**Objetivo**
Responde estas preguntas con lo que dice el fragmento sobre la Reforma Agraria:
(a) ¿Cuántos años han pasado desde la publicación de la ley?
(b) ¿En qué país se aplicaría esta política pública?
(c) Además del inquilinaje, ¿con qué sistema iba a acabar la reforma?

**Fragmento**

A 50 años de la publicación de la ley de Reforma Agraria, distintas iniciativas organizadas por instituciones públicas y privadas han puesto una vez más en relieve este tema, evidenciando que este proceso aún no logra convocar un razonable grado de consenso histórico en nuestra sociedad.

La implementación de la Reforma Agraria revelaría una multiplicidad de acentos y paradojas. Sin una orientación clara, sus objetivos primordiales fueron cambiando en manos de los gobiernos que la implementaron, y hubo, sin duda, una disparidad entre aquello que animaba tanto a sus diferentes promotores políticos como a sus ejecutores materiales. En teoría, la reforma permitiría a un tiempo aplacar ansias revolucionarias, aumentar la productividad del agro, terminar con el inquilinaje, captar el voto campesino, acabar con el sistema de latifundio y desarticular el poder político que ejercía la clase rural dirigente, entre otros fines. La complejidad inherente a reunir todos estos objetivos en la ejecución de una política pública que se aplicaría en todo Chile, en terrenos muy disímiles y con situaciones sociales y laborales de la más diversa índole, es fácilmente imaginable. Siendo tantos los objetivos, también es fácil visualizar que los análisis sobre sus efectos sean de lo más variopintos.

**Líneas de datos**
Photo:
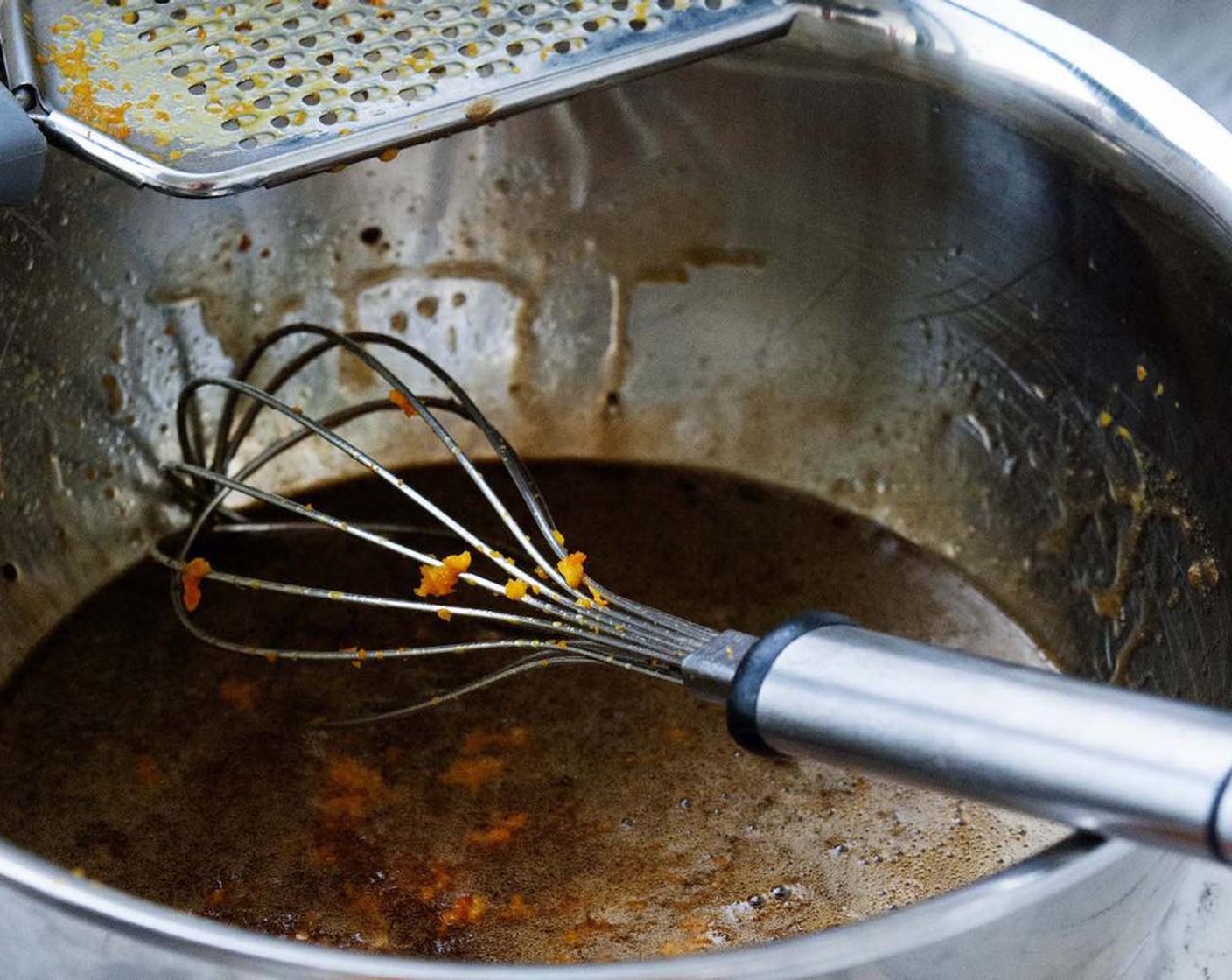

**Solución**
(a) 50 años.
(b) En Chile.
(c) Con el sistema de latifundio.